WORK TASK:
Answer these from the article below about fresh milk access in Kenya:
(a) Where does Milka Wanjini Mungai go to do her routine shopping?
(b) How did she buy her milk in the past?
(c) How many years had she lived in Hunter's when she began using the FRESH Networks milk dispenser?

EXTRACT TO READ:
▶
How one start-up is helping more Kenyans access safe, fresh milk
In the pilot programme’s first year, FRESH Networks has helped low-income communities living in urban Kenya access fresh milk via an Internet-of-Things-enabled distribution system. The solution demonstrates how easy-to-use technology can have wide-ranging positive impacts on local communities.
By: Jackie Negro, Nourdine Khalifeh and Bethany Plant
On a sunny afternoon in Hunter’s, Nairobi, Kenya, Milka Wanjini Mungai visits to her local community store to do her routine shopping. During her shop, she makes sure to never miss one of the main essentials for herself and her family — milk — despite the cost.
“Even if I have five shillings, I normally get milk. If I have hardly any shillings, I will still get milk.” -Milka Wanjini Mungai, FRESH Networks customer
In the past, Milka bought her milk in buckets from the street. This milk is often unpasteurized, which can potentially contain a variety of disease-causing pathogens, putting Milka and her family’s health at risk. If she chooses to buy regulated, packaged milk in a store instead of the unpasteurized milk from the street, she has limited control over the amount of milk she can purchase. As a result, she may overspend or buy more than her family can drink before it expires.
Recently, however, her method of buying milk has changed. After 12 years of living in Hunter’s, she now goes to her local store’s FRESH Networks milk dispenser whenever she needs milk.
◀
[Collected data entries]
▶
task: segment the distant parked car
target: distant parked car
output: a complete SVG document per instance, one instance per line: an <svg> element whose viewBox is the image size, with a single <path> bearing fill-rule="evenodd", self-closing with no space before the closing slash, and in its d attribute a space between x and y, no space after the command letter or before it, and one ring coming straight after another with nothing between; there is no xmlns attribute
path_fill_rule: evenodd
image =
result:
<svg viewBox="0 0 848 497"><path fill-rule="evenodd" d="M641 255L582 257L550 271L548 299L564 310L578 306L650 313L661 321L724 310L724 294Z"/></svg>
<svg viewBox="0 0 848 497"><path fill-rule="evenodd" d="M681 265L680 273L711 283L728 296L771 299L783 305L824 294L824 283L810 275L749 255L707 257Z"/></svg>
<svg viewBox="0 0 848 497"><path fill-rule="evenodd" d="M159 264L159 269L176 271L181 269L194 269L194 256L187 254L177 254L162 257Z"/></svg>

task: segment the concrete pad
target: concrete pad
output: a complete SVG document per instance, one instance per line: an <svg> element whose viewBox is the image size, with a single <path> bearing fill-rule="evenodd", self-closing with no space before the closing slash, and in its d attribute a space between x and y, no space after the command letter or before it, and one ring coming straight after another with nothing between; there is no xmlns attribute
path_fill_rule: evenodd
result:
◀
SOLUTION:
(a) She goes to her local community store in Hunter's, Nairobi, Kenya.
(b) She bought it in buckets from the street.
(c) She had lived there for 12 years.